Extracted text »
%%

You could always try using assembly language.
Put in the information using DATA statements and publish (make public) the starting addresses of the data.
In my experience, large Read-Only data was declared in a source file as static const. A simple global function inside the source file would return the address of the data.

If you are doing stuff on ARM you are probably using the ELF binary format. ELF files contain an number of sections but constant data should find its way into .rodata or .text sections of the ELF binary. You should be able to check this with the GNU utility readelf or the RVCT utility fromelf.
Now assuming you symbols find themselves in the correct part of the elf file, you now need to find out how the RTX loader does its job. There is also no reason why the instances cannot share the same read only memory but this will depend on the loader. If the executable is stored in the rom, it may be run in-place but may still be loaded into RAM. This also depends on the loader.

A complete example would have been best. If I take something like this:
typedef struct
{
char a;
char b;
} some_other_struct;
struct objdef
{
int x;
int y;
const some_other_struct * struct_array;
};
typedef struct
{
int x;
int y;
const some_other_struct * struct_array;
} tobjdef;
const some_other_struct def_other = {4,5};
const struct objdef def_instance = { 2, 3, &def_other};
const tobjdef tdef_instance = { 2, 3, &def_other};
unsigned int read_write=7;
And compile it with the latest codesourcery lite
arm-none-linux-gnueabi-gcc -S struct.c
I get
.arch armv5te
.fpu softvfp
.eabi_attribute 20, 1
.eabi_attribute 21, 1
.eabi_attribute 23, 3
.eabi_attribute 24, 1
.eabi_attribute 25, 1
.eabi_attribute 26, 2
.eabi_attribute 30, 6
.eabi_attribute 18, 4
.file "struct.c"

%%

Raw data »

%%

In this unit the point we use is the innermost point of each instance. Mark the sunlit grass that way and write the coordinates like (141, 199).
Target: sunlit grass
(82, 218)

%%

List of tasks »
1. According to the discussion of read-only data on ARM, which sections of an ELF binary should constant data end up in?
2. Continue the discussion of read-only data on ARM from its last line.
None of this work uses the lines.

In response »
1. The .rodata or .text sections.

2.
.global def_other
.section .rodata
.align 2
.type def_other, %object
.size def_other, 2
def_other:
.byte 4
.byte 5
.global def_instance
.align 2
.type def_instance, %object
.size def_instance, 12
def_instance:
.word 2
.word 3
.word def_other
.global tdef_instance
.align 2
.type tdef_instance, %object
.size tdef_instance, 12
tdef_instance:
.word 2
.word 3
.word def_other
.global read_write
.data
.align 2
.type read_write, %object
.size read_write, 4
read_write:
.word 7
.ident "GCC: (Sourcery G++ Lite 2010.09-50) 4.5.1"
.section .note.GNU-stack,"",%progbits
With the section marked as .rodata, which I would assume is desired. Then it is up to the linker script to make sure that ro data is put in rom. And note the read_write variable is after switching from .rodata to .data which is read/write.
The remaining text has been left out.